> _WORK TO DO_
Which lines in the three blocks below contain the string "mountain"? Copy each of them out, treating case as significant.

####

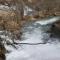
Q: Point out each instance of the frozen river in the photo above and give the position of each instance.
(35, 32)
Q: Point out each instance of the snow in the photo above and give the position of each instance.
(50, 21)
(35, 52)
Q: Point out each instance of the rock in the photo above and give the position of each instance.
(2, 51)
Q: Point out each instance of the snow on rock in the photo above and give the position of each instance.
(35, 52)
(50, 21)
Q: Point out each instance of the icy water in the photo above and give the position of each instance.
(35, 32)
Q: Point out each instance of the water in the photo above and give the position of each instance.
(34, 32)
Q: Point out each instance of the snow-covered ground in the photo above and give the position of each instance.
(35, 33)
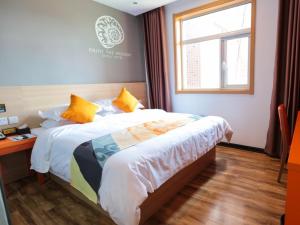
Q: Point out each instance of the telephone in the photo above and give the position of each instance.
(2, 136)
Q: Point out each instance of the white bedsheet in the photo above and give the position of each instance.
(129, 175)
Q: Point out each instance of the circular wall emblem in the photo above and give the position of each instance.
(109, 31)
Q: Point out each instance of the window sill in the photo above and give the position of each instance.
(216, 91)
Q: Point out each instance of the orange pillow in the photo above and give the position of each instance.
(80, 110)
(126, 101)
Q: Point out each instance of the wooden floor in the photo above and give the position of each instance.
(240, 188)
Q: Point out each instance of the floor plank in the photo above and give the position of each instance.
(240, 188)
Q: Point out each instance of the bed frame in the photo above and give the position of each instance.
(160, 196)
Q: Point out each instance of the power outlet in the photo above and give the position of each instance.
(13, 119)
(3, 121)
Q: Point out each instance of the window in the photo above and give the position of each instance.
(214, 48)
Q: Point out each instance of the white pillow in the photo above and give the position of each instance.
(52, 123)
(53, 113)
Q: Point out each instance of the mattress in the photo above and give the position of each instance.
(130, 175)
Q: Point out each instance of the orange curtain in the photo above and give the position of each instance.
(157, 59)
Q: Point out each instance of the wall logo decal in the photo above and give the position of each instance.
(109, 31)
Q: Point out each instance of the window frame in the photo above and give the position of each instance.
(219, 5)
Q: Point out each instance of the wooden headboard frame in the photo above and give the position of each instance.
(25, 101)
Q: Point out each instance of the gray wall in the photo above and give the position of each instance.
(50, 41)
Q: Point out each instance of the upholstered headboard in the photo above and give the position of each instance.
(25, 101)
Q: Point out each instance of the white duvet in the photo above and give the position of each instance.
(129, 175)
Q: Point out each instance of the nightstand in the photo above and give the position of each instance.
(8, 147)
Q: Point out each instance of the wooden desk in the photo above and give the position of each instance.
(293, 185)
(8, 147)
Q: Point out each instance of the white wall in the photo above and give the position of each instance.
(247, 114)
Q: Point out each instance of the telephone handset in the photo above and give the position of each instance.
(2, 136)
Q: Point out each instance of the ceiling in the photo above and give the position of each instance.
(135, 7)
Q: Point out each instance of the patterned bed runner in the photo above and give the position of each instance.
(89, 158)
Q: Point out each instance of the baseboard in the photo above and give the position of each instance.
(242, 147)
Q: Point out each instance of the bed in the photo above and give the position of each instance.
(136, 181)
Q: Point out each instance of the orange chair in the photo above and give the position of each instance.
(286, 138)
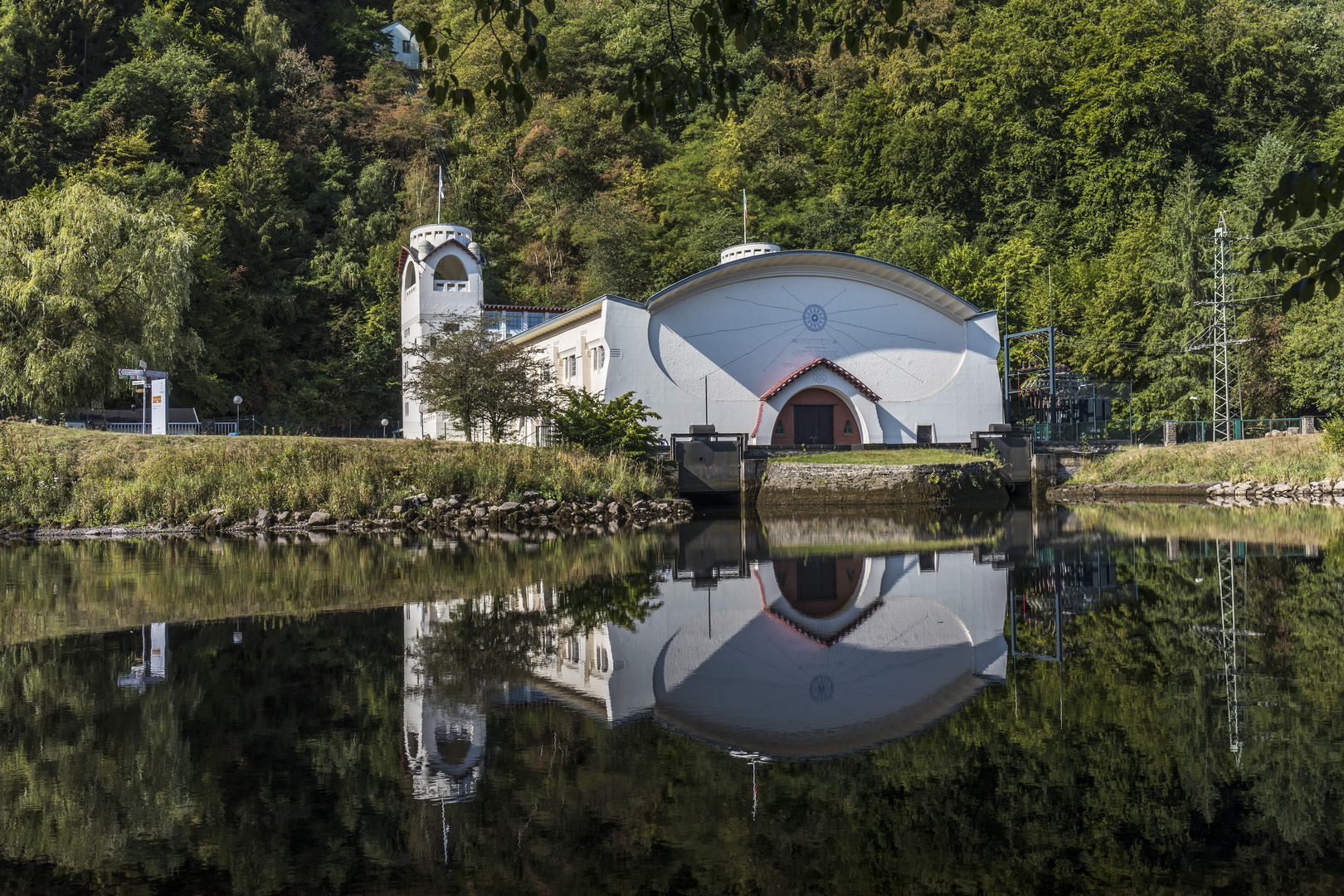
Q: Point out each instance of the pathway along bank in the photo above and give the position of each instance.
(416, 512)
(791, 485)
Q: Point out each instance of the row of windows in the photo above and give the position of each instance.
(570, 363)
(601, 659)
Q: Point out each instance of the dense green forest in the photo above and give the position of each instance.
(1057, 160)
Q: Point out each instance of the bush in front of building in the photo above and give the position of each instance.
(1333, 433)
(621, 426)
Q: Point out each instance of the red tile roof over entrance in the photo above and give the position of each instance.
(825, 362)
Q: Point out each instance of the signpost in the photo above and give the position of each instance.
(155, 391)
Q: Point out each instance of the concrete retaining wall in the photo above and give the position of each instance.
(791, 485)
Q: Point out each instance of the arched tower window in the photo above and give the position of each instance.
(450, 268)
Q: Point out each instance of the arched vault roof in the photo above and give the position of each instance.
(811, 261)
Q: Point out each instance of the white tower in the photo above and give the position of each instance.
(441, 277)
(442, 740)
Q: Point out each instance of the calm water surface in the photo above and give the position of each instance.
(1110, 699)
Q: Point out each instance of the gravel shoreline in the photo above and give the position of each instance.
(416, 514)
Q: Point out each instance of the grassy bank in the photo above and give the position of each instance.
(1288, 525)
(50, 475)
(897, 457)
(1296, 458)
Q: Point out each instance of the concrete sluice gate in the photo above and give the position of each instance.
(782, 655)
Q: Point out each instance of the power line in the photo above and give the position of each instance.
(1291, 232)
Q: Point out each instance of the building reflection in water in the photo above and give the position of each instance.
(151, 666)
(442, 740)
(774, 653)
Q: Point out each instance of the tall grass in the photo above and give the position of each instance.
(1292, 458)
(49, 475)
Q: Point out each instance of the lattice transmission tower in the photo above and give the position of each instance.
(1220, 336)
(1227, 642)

####

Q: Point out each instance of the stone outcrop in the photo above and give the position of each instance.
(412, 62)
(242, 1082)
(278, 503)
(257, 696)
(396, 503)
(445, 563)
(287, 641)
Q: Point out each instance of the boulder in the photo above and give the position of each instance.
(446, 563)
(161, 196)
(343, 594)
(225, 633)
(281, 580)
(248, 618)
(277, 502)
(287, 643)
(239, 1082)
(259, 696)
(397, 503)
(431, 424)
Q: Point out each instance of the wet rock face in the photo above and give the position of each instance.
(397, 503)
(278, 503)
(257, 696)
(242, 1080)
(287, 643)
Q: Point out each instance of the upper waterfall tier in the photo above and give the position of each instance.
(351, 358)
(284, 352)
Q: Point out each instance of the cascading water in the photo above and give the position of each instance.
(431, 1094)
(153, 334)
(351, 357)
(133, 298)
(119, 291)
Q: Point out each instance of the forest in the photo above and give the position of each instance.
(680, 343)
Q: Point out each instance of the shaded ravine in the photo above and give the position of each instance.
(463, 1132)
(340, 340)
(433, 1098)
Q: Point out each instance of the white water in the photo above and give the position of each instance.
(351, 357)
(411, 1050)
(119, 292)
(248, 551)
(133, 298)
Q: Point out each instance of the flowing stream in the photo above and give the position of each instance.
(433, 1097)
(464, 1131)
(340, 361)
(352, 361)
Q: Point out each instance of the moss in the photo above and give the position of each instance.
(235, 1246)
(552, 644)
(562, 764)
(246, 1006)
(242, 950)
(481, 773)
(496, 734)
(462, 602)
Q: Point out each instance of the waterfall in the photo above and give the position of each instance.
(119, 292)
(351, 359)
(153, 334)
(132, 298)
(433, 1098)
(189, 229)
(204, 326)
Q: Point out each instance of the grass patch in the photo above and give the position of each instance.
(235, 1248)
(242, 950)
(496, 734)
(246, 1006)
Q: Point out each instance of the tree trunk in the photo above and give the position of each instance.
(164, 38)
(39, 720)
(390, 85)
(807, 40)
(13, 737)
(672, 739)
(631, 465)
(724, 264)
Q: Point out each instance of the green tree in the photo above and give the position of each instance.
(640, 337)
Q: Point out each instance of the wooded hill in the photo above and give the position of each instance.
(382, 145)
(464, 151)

####

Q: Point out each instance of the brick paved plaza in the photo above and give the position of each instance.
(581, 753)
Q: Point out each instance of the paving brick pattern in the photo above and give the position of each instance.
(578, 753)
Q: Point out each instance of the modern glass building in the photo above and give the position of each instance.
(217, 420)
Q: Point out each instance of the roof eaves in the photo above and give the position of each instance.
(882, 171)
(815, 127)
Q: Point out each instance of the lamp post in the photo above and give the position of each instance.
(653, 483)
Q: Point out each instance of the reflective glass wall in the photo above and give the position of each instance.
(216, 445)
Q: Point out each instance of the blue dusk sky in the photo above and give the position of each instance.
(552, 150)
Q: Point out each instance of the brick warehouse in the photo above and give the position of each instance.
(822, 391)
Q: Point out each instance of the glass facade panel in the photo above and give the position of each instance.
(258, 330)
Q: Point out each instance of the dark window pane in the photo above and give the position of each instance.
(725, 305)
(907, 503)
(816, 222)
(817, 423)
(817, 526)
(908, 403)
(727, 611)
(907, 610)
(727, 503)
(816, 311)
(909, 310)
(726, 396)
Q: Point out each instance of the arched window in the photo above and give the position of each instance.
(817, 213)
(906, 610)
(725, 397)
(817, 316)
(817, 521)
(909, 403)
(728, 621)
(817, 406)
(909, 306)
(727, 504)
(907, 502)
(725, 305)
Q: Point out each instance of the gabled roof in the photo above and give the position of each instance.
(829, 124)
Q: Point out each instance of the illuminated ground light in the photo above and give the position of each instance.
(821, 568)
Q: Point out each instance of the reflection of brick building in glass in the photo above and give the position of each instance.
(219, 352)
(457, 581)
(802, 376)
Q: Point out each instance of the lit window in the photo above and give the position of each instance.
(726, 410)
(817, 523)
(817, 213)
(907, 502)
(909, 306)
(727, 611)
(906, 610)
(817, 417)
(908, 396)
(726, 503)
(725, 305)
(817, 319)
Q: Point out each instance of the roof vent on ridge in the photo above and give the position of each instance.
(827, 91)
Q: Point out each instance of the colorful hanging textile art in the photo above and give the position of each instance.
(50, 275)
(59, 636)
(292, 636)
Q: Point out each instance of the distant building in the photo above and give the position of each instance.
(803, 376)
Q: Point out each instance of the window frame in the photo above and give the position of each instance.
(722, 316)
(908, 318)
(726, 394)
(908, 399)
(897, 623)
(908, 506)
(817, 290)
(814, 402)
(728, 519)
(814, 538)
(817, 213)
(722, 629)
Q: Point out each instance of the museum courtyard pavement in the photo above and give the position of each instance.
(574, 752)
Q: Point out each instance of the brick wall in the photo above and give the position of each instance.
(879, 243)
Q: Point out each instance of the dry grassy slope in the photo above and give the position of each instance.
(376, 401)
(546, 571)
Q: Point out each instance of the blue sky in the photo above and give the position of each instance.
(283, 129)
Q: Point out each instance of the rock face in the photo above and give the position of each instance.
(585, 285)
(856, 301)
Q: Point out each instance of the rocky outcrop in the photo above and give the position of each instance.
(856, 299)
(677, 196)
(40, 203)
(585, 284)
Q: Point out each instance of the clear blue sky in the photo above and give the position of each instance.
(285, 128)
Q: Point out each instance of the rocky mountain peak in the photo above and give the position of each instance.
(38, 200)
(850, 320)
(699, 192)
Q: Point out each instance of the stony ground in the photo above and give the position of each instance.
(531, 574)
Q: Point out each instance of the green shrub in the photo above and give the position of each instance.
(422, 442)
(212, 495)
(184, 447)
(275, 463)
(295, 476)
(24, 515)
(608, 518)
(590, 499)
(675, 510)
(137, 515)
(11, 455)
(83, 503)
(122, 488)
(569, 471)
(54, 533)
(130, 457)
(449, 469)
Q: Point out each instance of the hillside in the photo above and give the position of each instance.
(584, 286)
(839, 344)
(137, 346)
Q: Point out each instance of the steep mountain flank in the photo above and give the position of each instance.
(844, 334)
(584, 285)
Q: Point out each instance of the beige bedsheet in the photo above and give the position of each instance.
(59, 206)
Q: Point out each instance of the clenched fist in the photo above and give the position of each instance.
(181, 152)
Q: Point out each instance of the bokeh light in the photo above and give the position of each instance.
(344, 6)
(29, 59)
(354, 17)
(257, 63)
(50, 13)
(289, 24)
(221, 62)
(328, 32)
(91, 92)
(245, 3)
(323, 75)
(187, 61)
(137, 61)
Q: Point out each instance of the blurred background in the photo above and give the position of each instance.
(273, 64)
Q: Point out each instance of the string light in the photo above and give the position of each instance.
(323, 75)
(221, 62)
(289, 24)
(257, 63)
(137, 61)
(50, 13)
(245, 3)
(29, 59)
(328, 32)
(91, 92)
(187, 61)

####

> _EXERCISE OUTPUT_
Q: Point out each instance of the rocky mountain peak in the photo above and give the position of each instance.
Q: Point out each instance of the steep mountain flank in the photo above and give the position of each instance.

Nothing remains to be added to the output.